• _Task details_:
Count how many lines in the rows below contain the string "window", treating uppercase and lowercase as different, and give only that number.

........

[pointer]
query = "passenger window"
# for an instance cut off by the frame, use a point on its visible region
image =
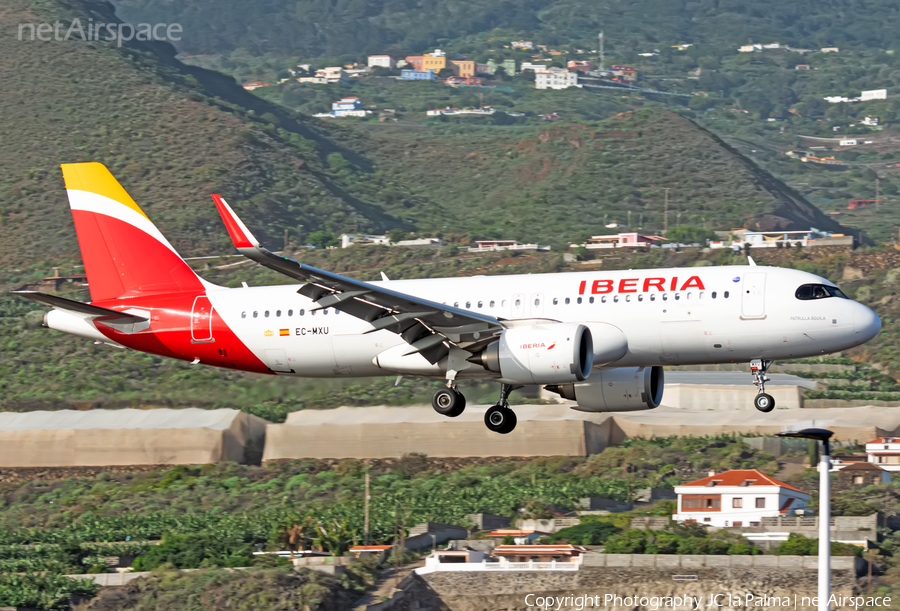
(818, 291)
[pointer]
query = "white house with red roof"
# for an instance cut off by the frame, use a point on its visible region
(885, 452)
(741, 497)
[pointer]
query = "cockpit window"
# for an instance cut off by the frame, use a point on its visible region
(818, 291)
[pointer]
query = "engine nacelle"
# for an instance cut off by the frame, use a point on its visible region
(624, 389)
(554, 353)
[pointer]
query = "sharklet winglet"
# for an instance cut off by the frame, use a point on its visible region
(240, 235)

........

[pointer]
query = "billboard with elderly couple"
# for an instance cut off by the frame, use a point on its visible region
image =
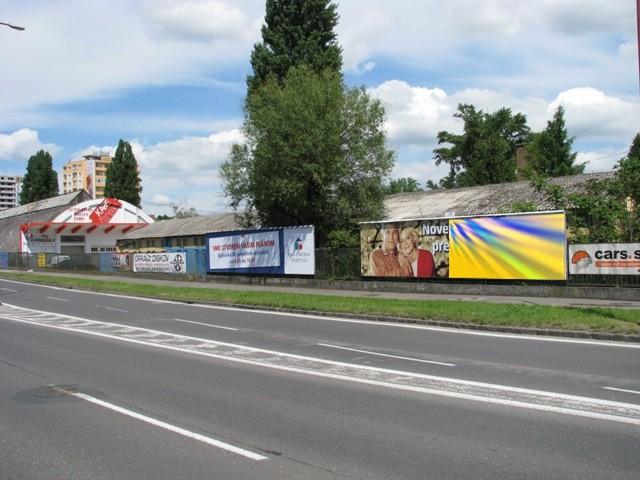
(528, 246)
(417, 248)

........

• _Response for this exercise_:
2